Task to complete: Transcribe word for word the section of the Hattiesburg growth article that begins at "Gwen James with" and ends after "but not stopped.".

START Selected text

The growth boom that began several years ago in Hattiesburg continues. The strategically located Forrest County city spills into two counties, sits at the intersection of busy Interstate 59 and U.S. 49, and is an easy drive from New Orleans and the Gulf Coast.
An additional growth spurt came immediately following Hurricane Katrina when evacuees fled there and some permanently relocated. Because the city’s infrastructure stayed in tact, it was used as a staging area for relief and rebuilding efforts.
Gwen James with Coldwell Banker Realty has been in the real estate business in the area for 32 years. She says the housing frenzy that immediately followed Katrina has slowed but not stopped.
“We were having great residential sales before the hurricane, and that is continuing. So far, home sales for 2007 are as good as they were for 2006,” she said. “The influx of people after Katrina dispersed the hot residential locations to more areas, and we don’t see that slowing down.”
Angie Godwin, executive director of the Area Development Partnership, says her organization is trying to put a label on the growth that includes real estate, retail, industrial and medical.
“It’s sort of a bundled experience that’s going on here,” she said. “Our medical community has grown, and that brings people from 18 counties. The synergy of all these things is coming together, and we have divers retail with something for all price ranges.”
Godwin says Hattiesburg has 464.7 physicians for every 100,000 people in the area. That compares to an average of only 167 physicians for every 100,000 people nationally.
“We have a concentration of services and specialties, and that has tended to energize other segments of the economy and fueled our growth,” she added. “We have something for everyone.”
She estimates that 6,000 people relocated to Hattiesburg as a result of Katrina and that the city recruited some professional evacuees. “We had somewhat of spike in new residents, but that had been going on before the hurricane,” she said.
In addition to the medical community and influx of new residents, Hattiesburg is home to two universities — the University of Southern Mississippi (USM) and William Carey University — and has branches of two community colleges. There are 26,000 post-secondary students in the three counties making up the Area Development Partnership.
“The students have tremendous buying power,” Godwin said. “Both universities are focused on creating venues for students to stay in town, and they are not as much commuter campuses as before.”

END Selected text
START Information shown

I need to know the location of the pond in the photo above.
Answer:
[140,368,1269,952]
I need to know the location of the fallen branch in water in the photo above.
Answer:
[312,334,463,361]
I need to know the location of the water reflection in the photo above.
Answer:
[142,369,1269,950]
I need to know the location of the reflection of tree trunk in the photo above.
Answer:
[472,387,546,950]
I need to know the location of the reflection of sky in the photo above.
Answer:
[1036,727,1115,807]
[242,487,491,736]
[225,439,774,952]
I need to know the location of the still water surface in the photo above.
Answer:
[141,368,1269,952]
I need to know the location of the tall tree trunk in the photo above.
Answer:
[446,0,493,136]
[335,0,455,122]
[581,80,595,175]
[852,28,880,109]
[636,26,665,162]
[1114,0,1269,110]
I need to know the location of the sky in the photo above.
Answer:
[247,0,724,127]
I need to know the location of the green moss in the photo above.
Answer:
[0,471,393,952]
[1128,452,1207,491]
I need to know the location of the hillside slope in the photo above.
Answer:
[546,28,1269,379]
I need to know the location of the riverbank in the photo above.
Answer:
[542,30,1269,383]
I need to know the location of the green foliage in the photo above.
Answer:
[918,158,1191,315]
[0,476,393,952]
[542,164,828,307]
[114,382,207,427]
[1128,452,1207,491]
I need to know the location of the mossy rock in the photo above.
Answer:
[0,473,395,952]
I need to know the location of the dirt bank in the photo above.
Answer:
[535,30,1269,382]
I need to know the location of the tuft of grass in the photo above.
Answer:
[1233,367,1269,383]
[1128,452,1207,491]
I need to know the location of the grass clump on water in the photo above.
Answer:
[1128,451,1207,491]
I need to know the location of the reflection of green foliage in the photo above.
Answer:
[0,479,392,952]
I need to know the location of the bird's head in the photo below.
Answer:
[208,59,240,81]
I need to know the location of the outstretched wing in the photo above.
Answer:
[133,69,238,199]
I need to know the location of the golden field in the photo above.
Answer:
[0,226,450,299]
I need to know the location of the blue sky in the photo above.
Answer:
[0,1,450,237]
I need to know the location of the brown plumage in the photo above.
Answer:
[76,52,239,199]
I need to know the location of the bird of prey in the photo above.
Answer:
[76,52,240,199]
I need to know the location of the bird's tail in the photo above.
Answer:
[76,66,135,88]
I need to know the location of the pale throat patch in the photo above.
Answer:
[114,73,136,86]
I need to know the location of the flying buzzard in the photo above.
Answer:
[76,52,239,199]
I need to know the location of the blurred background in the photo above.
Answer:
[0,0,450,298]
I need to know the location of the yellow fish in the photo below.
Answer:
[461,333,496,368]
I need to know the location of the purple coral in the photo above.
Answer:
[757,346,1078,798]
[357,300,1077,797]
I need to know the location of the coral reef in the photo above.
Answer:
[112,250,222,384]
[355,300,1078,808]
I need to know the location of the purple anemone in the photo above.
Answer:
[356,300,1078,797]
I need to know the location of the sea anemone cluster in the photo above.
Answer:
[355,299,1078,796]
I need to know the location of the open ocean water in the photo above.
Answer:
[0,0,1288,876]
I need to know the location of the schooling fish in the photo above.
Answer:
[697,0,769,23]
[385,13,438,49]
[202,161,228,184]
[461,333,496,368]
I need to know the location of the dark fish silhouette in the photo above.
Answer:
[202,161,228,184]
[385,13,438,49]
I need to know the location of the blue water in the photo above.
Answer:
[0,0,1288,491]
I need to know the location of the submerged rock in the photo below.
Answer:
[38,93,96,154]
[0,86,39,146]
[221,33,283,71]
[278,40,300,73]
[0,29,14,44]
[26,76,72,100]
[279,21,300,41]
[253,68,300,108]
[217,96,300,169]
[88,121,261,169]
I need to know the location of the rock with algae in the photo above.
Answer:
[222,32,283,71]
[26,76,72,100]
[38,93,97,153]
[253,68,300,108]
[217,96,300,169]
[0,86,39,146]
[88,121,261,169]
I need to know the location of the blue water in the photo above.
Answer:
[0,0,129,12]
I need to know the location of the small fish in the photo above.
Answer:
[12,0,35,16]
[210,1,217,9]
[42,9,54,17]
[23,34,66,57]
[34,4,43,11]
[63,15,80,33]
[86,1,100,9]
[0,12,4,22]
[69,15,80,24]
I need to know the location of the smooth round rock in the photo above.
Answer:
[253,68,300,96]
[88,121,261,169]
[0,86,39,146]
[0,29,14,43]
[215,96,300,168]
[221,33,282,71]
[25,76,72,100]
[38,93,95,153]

END Information shown

Response area:
Gwen James with Coldwell Banker Realty has been in the real estate business in the area for 32 years. She says the housing frenzy that immediately followed Katrina has slowed but not stopped.